Trecho selecionado:
▶

Liberdade é o melhor cuidado: Reforma Psiquiátrica resiste a retrocessos
Brasil tem 587 “comunidades terapêuticas” financiadas pelo poder público, número superior aos centros de apoio psicossociais.
No Dia da Lula Antimanicomial (18 de maio), os movimentos sociais querem ser ouvidos. “Precisamos que o governo dialogue e não apenas informe o que está fazendo. O movimento antimanicomial segue nas ruas, sustentando a Reforma Psiquiátrica”, afirma o enfermeiro Itamar Lages, diretor-executivo do Centro Brasileiro de Estudos da Saúde (Cebes).
A resolução 151/2024 do Conselho Nacional de Assistência Social (CNAS/MDA), que negou o reconhecimento de comunidades terapêuticas como entidades de assistência social e sua vinculação ao Sistema Único de Assistência Social (SUAS), é um avanço, mas é urgente o fortalecimento da Saúde Mental como componente organizacional e assistencial do SUS.
O desmonte da RAPS, iniciado na gestão Michel Temer e intensificado no governo Bolsonaro, teve impacto no aumento de crises psiquiátricas, lesões auto provocadas e da população em situação de rua. O Brasil tem hoje 227 mil pessoas nas ruas. O sofrimento psíquico, isolamento social e desassistência em Saúde são fatores de risco para o desabrigamento.
“Defendemos radicalmente o cuidado em liberdade. Os espaços da atenção de rede de atenção psicossocial devem ser espaços de promoção da cidadania, em que as pessoas tenham liberdade de entrar e sair quando quiserem. A subjetividade delas, a concepção política e religiosa, deve ser preservada”, reforça o enfermeiro, mestre em Saúde Coletiva e integrante da luta antimanicomial.
Manicômios repaginados – Em janeiro de 2024, o Brasil tinha 587 “comunidades terapêuticas” financiadas pelo poder público, número superior aos centros de apoio psicossociais. Oito em cada dez têm ligações com organizações religiosas.
“A doença e o sofrimento psíquico são socialmente determinados, são produzidos e organizados política e economicamente. Há interesse, inclusive financeiro, de medicalizar o sofrimento, em gerir recursos e controlar pessoas”, afirma Itamar.
Denúncias de violações aos direitos humanos, como tortura, sequestro, cárcere privado e trabalho forçado foram confirmadas pelo Ministério Público Federal (MPF) e do Conselho Federal de Psicologia (CFP), após vistorias em 28 comunidades terapêuticas de 11 estados.

◀

Ação necessária 1: Copie sem alterações o trecho do texto sobre a Reforma Psiquiátrica que começa em "A resolução 151/2024" e segue até "para o desabrigamento.".
Ação necessária 2: Dê continuidade ao texto sobre a Reforma Psiquiátrica a partir do ponto em que ele termina.

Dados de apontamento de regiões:
▶

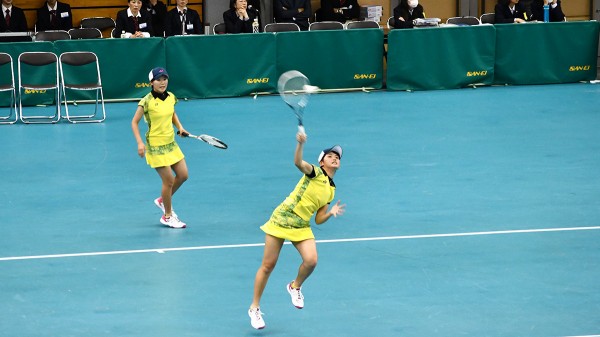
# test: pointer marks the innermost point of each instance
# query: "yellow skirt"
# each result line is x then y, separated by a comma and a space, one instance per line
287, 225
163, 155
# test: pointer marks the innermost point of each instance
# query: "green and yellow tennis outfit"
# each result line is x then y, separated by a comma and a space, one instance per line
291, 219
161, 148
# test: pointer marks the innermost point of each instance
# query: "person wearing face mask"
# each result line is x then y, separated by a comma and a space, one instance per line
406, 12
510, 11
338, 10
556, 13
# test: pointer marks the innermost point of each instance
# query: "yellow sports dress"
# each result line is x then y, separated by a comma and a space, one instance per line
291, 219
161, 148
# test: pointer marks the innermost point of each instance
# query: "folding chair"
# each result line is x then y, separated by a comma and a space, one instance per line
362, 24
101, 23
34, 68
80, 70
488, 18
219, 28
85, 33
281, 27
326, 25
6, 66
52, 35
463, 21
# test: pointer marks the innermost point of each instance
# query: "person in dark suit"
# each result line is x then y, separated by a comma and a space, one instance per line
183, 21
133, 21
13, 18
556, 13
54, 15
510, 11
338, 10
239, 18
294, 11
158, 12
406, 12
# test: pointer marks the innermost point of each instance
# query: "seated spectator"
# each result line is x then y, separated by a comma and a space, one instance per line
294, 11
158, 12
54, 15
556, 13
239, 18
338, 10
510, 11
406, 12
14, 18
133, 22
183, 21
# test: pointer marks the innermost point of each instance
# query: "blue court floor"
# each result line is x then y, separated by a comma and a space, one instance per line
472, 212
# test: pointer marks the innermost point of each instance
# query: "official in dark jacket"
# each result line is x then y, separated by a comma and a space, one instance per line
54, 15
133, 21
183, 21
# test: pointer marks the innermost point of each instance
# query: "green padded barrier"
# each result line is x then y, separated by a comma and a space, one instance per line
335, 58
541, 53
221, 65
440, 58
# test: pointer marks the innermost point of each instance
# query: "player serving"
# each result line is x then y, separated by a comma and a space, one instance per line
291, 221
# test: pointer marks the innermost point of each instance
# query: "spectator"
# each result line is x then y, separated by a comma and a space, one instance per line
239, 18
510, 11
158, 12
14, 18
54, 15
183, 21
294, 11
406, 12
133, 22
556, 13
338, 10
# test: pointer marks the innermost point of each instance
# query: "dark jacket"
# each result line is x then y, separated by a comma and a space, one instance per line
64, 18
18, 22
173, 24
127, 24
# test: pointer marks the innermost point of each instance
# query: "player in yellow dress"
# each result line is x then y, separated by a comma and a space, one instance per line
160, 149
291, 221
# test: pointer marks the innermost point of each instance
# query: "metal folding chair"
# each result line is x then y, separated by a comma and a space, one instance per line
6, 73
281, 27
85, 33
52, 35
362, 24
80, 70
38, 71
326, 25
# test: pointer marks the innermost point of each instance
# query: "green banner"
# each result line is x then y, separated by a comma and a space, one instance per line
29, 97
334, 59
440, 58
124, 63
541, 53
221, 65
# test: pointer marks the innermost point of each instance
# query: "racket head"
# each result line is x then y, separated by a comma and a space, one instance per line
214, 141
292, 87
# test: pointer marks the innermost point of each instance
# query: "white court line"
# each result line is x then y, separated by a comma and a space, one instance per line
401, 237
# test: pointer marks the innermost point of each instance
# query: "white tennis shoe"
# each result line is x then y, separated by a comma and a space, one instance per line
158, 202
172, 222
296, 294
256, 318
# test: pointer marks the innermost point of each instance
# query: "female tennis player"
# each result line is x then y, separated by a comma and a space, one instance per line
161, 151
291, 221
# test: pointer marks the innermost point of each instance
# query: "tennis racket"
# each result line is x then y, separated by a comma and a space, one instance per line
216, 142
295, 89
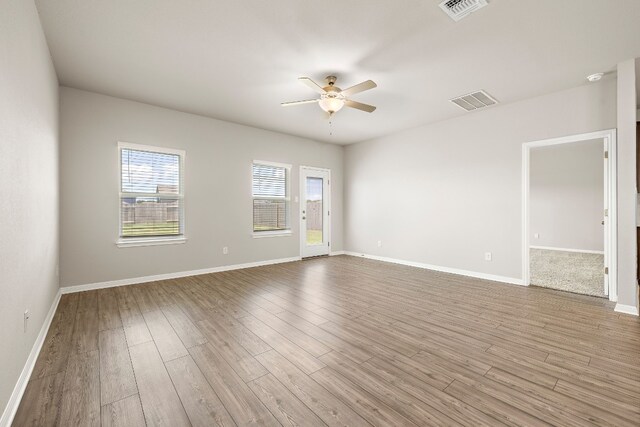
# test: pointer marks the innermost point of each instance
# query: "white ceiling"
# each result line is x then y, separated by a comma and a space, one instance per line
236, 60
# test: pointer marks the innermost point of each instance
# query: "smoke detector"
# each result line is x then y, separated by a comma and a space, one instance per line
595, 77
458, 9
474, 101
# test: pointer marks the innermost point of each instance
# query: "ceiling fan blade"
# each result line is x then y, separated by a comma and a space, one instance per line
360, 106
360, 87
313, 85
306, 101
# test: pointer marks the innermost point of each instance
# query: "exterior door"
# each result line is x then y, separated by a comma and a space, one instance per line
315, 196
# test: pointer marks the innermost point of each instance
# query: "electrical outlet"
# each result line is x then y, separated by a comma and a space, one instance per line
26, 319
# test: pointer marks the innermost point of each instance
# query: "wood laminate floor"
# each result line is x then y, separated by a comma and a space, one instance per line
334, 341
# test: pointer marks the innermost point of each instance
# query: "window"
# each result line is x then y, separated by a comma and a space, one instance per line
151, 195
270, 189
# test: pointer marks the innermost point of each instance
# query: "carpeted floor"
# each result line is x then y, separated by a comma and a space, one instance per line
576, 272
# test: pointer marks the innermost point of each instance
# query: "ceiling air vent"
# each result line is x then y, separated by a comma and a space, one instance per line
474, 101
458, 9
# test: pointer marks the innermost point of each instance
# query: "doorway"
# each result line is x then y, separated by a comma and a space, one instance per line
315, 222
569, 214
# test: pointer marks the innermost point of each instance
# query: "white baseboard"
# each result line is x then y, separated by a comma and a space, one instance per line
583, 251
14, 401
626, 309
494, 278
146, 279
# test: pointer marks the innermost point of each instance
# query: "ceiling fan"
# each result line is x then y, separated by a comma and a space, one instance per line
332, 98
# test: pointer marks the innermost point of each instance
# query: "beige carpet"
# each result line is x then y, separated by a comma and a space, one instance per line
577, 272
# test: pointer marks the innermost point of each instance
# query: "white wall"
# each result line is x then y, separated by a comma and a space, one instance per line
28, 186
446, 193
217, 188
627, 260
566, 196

◀

Resultado 1:
A resolução 151/2024 do Conselho Nacional de Assistência Social (CNAS/MDA), que negou o reconhecimento de comunidades terapêuticas como entidades de assistência social e sua vinculação ao Sistema Único de Assistência Social (SUAS), é um avanço, mas é urgente o fortalecimento da Saúde Mental como componente organizacional e assistencial do SUS.
O desmonte da RAPS, iniciado na gestão Michel Temer e intensificado no governo Bolsonaro, teve impacto no aumento de crises psiquiátricas, lesões auto provocadas e da população em situação de rua. O Brasil tem hoje 227 mil pessoas nas ruas. O sofrimento psíquico, isolamento social e desassistência em Saúde são fatores de risco para o desabrigamento.

Resultado 2:
Cuidado em Liberdade – “Nossa visão é que os espaços de tratamento devem ser centrados na integração dos pacientes, em momentos alegres, de diálogo, sem prescindir do necessário acompanhamento psiquiátrico, psicológico, de Enfermagem, de Serviço Social”, explica Itamar Lages.
“Os profissionais devem ajudar as pessoas a viverem plenamente, com seus limites, como em outros agravos. Várias ações que o setor Saúde pode fazer estão no campo da promoção da assistência, que podem ser feitas por equipes multiprofissionais e protagonizadas pelos usuários da assistência”, pondera.
Histórico – A reforma psiquiátrica remonta às ideias do italiano Franco Basaglia, que revolucionou, a partir da década de 1960, as abordagens e terapias no tratamento de pessoas com transtornos mentais. Em 1978, denúncias de profissionais da Divisão Nacional de Saúde Mental (Dinsam/MS) sobre graves violações humanitárias em instituições psiquiátricas levou à demissão da maioria dos denunciantes.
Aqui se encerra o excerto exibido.